━━━━━ Provided material ━━━━━
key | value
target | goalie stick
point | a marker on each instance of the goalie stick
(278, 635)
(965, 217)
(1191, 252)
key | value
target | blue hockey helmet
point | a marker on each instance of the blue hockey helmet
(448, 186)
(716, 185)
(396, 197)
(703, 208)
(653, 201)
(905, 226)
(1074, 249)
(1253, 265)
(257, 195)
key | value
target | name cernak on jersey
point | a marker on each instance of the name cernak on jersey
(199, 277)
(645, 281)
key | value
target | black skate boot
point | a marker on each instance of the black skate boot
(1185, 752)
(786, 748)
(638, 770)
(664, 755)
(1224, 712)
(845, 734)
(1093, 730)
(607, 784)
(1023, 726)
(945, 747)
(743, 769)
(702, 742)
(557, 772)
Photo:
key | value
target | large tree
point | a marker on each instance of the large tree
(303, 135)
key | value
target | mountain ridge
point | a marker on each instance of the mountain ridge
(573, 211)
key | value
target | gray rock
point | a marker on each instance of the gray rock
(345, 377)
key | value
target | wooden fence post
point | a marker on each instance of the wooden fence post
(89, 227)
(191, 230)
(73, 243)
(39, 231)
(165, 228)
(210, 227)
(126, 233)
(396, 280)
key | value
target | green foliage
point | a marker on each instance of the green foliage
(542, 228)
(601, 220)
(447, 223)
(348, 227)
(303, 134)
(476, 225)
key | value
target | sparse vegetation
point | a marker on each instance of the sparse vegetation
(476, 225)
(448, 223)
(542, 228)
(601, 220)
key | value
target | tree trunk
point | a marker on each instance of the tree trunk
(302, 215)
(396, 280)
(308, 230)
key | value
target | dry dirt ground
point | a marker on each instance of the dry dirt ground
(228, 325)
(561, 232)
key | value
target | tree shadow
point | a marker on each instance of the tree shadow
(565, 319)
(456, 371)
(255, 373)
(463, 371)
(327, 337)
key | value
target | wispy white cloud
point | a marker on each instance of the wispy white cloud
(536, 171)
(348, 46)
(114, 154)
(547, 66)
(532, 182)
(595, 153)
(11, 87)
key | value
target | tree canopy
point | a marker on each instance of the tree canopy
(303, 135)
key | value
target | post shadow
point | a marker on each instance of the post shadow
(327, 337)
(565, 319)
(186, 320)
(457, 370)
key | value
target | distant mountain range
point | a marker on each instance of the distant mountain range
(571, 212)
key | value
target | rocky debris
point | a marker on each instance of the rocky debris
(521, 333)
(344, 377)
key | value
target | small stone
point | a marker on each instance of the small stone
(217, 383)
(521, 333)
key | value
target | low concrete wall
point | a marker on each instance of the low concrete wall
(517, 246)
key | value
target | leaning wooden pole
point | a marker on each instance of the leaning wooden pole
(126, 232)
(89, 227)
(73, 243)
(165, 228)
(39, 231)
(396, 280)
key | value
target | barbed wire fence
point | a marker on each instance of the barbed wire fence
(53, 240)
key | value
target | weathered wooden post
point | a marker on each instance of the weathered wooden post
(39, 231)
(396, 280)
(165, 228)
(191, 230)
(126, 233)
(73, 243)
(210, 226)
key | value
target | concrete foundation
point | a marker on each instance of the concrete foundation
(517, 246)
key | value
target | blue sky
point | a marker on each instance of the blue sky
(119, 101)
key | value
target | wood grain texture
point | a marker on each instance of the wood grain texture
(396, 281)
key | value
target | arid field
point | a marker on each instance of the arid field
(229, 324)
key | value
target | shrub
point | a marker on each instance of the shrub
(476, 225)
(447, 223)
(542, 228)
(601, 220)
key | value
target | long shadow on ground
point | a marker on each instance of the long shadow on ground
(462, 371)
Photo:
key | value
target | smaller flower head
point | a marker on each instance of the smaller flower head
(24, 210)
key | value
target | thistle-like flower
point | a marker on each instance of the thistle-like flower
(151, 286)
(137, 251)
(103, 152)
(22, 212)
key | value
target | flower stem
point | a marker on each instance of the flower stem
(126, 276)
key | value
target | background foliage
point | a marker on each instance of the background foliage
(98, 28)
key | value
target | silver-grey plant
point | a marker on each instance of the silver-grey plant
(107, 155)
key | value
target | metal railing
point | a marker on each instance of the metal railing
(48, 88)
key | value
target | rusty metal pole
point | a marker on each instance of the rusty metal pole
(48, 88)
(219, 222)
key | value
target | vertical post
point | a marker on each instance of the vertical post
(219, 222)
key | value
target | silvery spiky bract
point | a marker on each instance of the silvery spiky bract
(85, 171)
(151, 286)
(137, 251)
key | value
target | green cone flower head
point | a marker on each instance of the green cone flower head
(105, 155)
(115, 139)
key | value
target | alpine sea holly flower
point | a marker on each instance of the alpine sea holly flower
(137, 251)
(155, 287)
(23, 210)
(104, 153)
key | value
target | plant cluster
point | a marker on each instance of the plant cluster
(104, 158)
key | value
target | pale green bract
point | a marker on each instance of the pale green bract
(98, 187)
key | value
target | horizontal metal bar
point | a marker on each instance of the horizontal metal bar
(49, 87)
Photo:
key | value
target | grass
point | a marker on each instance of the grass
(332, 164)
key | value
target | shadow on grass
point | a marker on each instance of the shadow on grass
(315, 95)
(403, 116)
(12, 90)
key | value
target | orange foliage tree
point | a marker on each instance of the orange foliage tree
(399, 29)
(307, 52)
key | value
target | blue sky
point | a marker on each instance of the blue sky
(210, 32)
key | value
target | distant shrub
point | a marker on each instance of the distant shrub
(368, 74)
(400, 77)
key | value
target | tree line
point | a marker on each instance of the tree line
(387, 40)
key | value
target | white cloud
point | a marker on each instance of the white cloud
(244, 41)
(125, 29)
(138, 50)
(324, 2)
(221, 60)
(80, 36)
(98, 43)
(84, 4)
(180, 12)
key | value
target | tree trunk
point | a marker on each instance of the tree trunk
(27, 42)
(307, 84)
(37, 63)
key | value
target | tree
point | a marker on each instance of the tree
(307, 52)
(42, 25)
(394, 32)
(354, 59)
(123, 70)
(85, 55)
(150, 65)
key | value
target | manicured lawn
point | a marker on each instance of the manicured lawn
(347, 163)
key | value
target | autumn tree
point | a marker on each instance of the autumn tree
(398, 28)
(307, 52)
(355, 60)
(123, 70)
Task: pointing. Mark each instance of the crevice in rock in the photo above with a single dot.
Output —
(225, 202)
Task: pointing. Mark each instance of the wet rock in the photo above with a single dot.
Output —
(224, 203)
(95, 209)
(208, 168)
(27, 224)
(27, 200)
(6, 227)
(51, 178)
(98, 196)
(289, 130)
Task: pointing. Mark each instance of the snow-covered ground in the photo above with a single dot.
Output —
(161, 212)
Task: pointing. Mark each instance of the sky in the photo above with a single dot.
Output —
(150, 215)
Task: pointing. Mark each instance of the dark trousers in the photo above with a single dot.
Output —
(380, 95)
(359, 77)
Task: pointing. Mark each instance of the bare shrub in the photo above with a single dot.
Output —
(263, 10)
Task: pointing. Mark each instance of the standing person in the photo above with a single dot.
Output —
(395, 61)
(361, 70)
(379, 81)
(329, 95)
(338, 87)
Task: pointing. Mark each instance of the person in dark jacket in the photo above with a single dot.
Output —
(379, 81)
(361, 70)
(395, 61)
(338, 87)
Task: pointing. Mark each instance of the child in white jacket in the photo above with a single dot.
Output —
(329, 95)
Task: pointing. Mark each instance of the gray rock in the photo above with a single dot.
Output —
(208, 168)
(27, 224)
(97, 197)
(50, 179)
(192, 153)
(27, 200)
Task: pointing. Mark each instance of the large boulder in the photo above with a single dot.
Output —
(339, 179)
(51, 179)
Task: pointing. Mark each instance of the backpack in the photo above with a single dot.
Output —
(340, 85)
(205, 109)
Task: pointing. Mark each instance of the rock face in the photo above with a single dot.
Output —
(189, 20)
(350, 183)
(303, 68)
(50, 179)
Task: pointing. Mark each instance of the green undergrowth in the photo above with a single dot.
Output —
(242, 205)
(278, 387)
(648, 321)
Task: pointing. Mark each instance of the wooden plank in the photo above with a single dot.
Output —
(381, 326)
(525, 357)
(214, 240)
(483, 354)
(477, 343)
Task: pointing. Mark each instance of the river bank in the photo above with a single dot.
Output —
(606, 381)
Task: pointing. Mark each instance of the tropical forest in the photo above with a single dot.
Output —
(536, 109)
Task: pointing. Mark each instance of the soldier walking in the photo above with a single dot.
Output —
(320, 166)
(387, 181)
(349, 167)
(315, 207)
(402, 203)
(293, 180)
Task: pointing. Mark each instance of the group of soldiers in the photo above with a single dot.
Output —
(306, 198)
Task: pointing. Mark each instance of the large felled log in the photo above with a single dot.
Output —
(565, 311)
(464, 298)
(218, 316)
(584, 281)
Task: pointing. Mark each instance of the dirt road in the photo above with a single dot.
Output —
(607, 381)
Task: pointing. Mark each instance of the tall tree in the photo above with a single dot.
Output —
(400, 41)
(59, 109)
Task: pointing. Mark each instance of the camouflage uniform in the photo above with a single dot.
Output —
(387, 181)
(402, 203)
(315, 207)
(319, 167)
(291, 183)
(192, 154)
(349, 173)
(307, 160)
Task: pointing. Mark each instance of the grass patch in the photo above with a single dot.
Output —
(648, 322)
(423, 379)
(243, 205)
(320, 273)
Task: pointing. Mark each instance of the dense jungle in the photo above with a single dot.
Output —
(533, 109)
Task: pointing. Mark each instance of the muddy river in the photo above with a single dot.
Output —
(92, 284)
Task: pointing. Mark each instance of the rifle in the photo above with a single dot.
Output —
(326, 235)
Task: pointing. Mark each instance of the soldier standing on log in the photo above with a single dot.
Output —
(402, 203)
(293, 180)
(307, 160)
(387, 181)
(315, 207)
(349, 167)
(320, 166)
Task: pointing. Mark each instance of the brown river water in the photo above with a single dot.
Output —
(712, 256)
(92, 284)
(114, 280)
━━━━━
• [To do]: Nothing but the lines above from the one containing "point | a marker on each instance of the rusty" through the one containing "target | green cone flower head" should appear in the answer, each repeated exactly.

• [Result of the task]:
point | a marker on each instance of the rusty metal pole
(48, 88)
(219, 222)
key | value
target | vertical post
point | a marker on each instance of the vertical post
(219, 222)
key | value
target | silvery spiky bract
point | a marker on each instance of the silvery spiky bract
(85, 171)
(151, 286)
(137, 251)
key | value
target | green cone flower head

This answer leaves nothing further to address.